++++ Kutipan Teks
Suriname; Jawa Cabang Benua Amerika 

Pada tahun 1449, Suriname pertama kali dieksplorasi oleh orang Spanyol dan pada tahun 1667 merupakan wilayah Koloni Belanda dan pada tahun 1449. Suriname yang sebelumnya disebut sebagai Guyana Belanda mendapatkan kemerdekaannya pada tanggal 25 November 1975. Nama ibu kota dari Suriname adalah Paramaribo, dengan mayoritas penduduknya adalah etnis Hindustan yang didatangkan dari India sejak tahun 1973 hingga 1917, etnis Maroon yang berasal dari Afrika sejak abad 17 dan 18 yang saat itu dijadikan sebagai budak serta etnis Crole (campuran etnis putih dan etnis hitam) dan etnis Jawa yang didatangkan dari pulau Jawa Nusantara sejak tahun 1890 sampai tahun 1939. 

Oleh Aditya Billy Y Susanto

Berdasarkan data, negara Suriname memiliki luas wilayah sebesar 163.820 kilometer persegi dengan jumlah penduduk sebanyak 623.638 jiwa (pada tahun 2022). Negara ini terletak di benua Amerika bagian selatan. Negara ini berbatasan dengan Guyana Perancis di sebelah timur dan Negara Guyana di sebelah barat. Sedangkan di sebelah selatan berbatasan langsung dengan Negara Brasil. 

Semasa pendudukan di akhir abad ke-19 Koloni Belanda membawa orang-orang yang berasal dari Nusantara terutama etnis Jawa ke Suriname dengan jumlah yang tidak sedikit. Kelompok etnis Jawa yang dibawa ke Suriname pun kemudian hidup berdampingan dengan warga asli dari Suriname. Pasca era kolonial, warga Jawa dan keturunannya di Suriname berintegrasi dengan masyarakat lokal setempat hingga akhirnya menikah dan memiliki keturunan yang dikenal dengan nama etnis Jawa-Suriname. 

Kehadiran etnis Jawa di Suriname tentu membawa banyak sekali budaya, terutama bahasa, agama, serta tradisi dari Jawa di Suriname. “Understanding Indonesia Islam” sebuah dialog yang diselenggarakan oleh Indic-Belt Society and The Division of Bahasa Indonesia, Centre for Chinese & Southeast Asian Studies di Universitas Jawaharlal Nehru (JNU) menjelaskan; “Elemen Islam di Suriname adalah bagian dari populasi yang terhubung. Saat era kolonial Belanda, banyak orang didatangkan dari India serta dari wilayah Jawa dan wilayah sekitarnya, seperti Surabaya dan Sumatera”.
++++++++
++++ Entri Data
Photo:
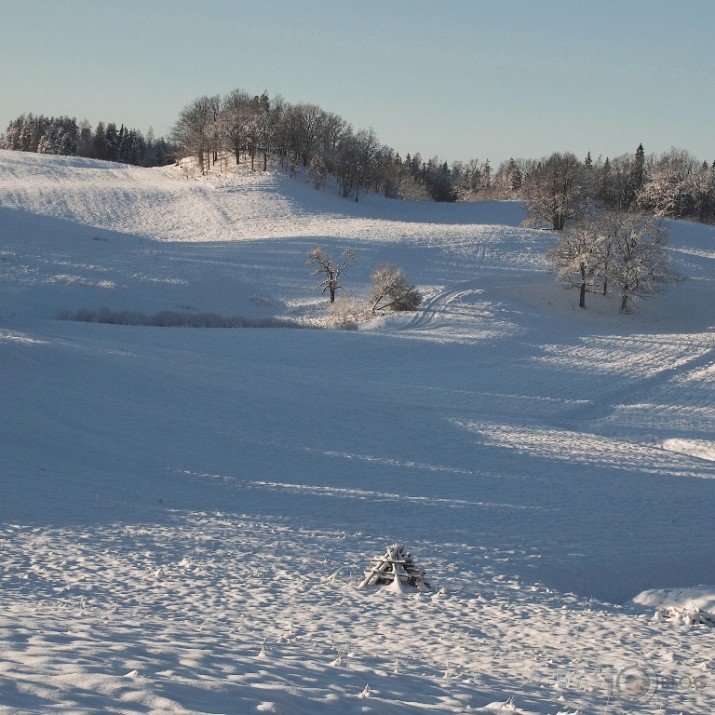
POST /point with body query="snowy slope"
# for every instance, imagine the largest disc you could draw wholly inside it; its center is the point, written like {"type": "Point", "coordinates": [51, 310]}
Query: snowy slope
{"type": "Point", "coordinates": [186, 512]}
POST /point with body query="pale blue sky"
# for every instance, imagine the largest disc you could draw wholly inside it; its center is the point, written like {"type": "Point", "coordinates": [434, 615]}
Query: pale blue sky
{"type": "Point", "coordinates": [459, 79]}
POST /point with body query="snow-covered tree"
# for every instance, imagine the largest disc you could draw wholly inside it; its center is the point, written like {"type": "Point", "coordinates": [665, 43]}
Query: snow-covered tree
{"type": "Point", "coordinates": [324, 265]}
{"type": "Point", "coordinates": [193, 130]}
{"type": "Point", "coordinates": [639, 263]}
{"type": "Point", "coordinates": [391, 291]}
{"type": "Point", "coordinates": [578, 255]}
{"type": "Point", "coordinates": [555, 191]}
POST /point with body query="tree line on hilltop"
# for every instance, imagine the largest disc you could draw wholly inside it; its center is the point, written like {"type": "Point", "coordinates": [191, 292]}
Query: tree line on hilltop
{"type": "Point", "coordinates": [254, 128]}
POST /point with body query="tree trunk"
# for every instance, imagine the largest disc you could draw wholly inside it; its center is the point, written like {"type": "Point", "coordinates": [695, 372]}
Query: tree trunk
{"type": "Point", "coordinates": [582, 291]}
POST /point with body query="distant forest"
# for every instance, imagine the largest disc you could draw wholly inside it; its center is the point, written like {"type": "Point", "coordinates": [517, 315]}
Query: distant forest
{"type": "Point", "coordinates": [68, 137]}
{"type": "Point", "coordinates": [254, 128]}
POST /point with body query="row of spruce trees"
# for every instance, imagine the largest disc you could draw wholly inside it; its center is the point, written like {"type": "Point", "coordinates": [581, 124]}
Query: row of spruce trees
{"type": "Point", "coordinates": [66, 136]}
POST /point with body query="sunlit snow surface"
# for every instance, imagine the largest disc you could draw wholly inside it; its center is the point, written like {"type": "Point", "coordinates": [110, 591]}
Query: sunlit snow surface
{"type": "Point", "coordinates": [185, 513]}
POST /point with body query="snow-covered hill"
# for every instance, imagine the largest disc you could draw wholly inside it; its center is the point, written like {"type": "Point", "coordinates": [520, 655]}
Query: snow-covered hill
{"type": "Point", "coordinates": [185, 513]}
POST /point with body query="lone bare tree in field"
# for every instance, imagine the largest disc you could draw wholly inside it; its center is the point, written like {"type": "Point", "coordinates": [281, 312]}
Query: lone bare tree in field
{"type": "Point", "coordinates": [639, 262]}
{"type": "Point", "coordinates": [330, 270]}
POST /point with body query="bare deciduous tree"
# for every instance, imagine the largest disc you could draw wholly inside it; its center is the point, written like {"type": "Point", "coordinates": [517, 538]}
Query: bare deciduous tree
{"type": "Point", "coordinates": [577, 257]}
{"type": "Point", "coordinates": [330, 270]}
{"type": "Point", "coordinates": [639, 262]}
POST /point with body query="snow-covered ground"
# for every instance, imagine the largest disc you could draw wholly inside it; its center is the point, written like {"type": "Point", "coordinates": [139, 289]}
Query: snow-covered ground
{"type": "Point", "coordinates": [186, 513]}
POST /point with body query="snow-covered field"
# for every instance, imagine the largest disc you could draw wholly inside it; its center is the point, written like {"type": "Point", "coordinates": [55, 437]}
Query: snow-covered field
{"type": "Point", "coordinates": [186, 513]}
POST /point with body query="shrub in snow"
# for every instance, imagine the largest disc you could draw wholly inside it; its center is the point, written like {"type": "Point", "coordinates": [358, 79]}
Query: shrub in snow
{"type": "Point", "coordinates": [390, 290]}
{"type": "Point", "coordinates": [396, 569]}
{"type": "Point", "coordinates": [685, 616]}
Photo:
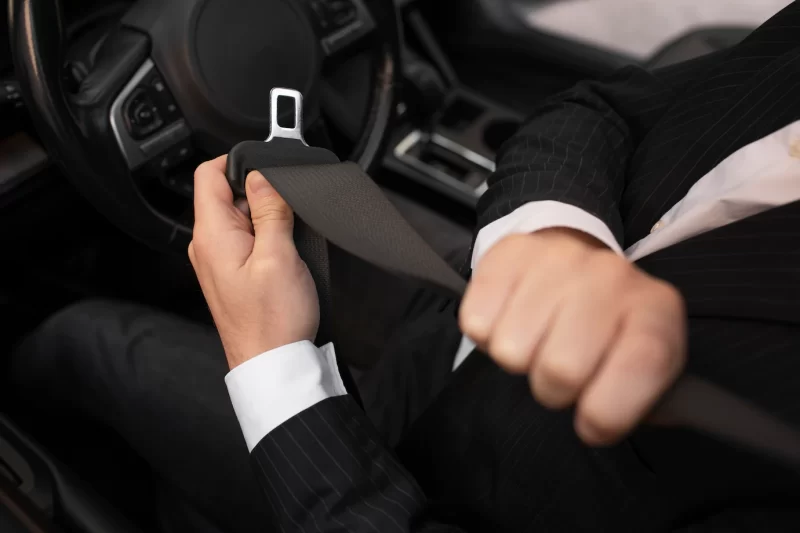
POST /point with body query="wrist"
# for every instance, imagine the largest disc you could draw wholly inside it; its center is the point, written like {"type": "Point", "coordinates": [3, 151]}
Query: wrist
{"type": "Point", "coordinates": [572, 236]}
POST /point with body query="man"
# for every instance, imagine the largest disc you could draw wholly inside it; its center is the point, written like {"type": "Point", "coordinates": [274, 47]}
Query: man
{"type": "Point", "coordinates": [692, 170]}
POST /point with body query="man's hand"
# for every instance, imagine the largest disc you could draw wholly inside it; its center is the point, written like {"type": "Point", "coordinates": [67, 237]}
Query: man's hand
{"type": "Point", "coordinates": [587, 326]}
{"type": "Point", "coordinates": [259, 291]}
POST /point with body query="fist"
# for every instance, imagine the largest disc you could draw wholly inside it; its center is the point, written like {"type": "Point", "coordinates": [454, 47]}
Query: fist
{"type": "Point", "coordinates": [585, 325]}
{"type": "Point", "coordinates": [259, 291]}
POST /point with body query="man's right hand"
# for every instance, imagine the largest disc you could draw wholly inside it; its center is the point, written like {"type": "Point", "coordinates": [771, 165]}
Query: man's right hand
{"type": "Point", "coordinates": [587, 326]}
{"type": "Point", "coordinates": [259, 291]}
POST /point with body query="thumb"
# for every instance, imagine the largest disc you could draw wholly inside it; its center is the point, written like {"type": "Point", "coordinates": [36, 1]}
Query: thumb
{"type": "Point", "coordinates": [271, 215]}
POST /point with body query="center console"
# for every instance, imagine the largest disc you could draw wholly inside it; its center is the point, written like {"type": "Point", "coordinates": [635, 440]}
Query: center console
++++++++
# [Pekerjaan yang Diminta]
Tolong lanjutkan tulisan tentang etnis Jawa di Suriname mulai setelah kalimat terakhirnya. Data tersebut tidak diperlukan di sini.

# [Jawaban Berikut]
Masuknya Etnis Jawa di Suriname 

Jauh sebelum pemerintah Indonesia mengirim Tenaga Kerja Indonesia (TKI) secara resmi ke luar negeri, ternyata antara tahun 1890-1939 (selama 50 tahun), pemerintah Kerajaan Belanda yang pada waktu itu menjajah Indonesia, telah berhasil mengirim dan mempekerjakan 32.956 orang TKI asal Pulau Jawa ke Suriname, Amerika Selatan. Gelombang pertama pengiriman TKI diberangkatkan dengan kapal laut SS Koningin Emma dari pelabuhan Batavia (Jakarta) pada tanggal 21 Mei 1890.

Para Tenaga Kerja Indonesia dari Jawa ketika sampai di Paramaribo, Suriname

Sumber: insideindonesia

Setelah kapal singgah di Negeri Belanda, akhirnya kapal yang mengangkut masyarakat etnis Jawa tiba di Suriname pada tanggal 9 Agustus 1890. 

Masyarakat Indonesia yang saat ini tinggal di Suriname menyatakan bahwa setiap tanggal 9 Agustus harus selalu diperingati, dikenang  dan dirayakan sebagai suatu tanggal yang sangat bersejarah bagi etnis Jawa yang ada di Suriname. Lalu TKI yang diberangkatkan dalam gelombang kedua sebanyak 582 orang, tiba di Suriname pada tanggal 16 Juni 1894 dengan kapal SS Voorwaarts. Karena muatan kapal yang diberangkatkan pada gelombang kedua ini melebihi kapasitas maka kapal tersebut kelebihan muatan, sehingga tidak memenuhi syarat sebagai kapal angkut personil. Akibatnya ada 64 orang penumpang kapal meninggal dunia, dan 85 orang harus dirawat di rumah sakit, setelah kapal tiba di pelabuhan Paramaribo, Suriname.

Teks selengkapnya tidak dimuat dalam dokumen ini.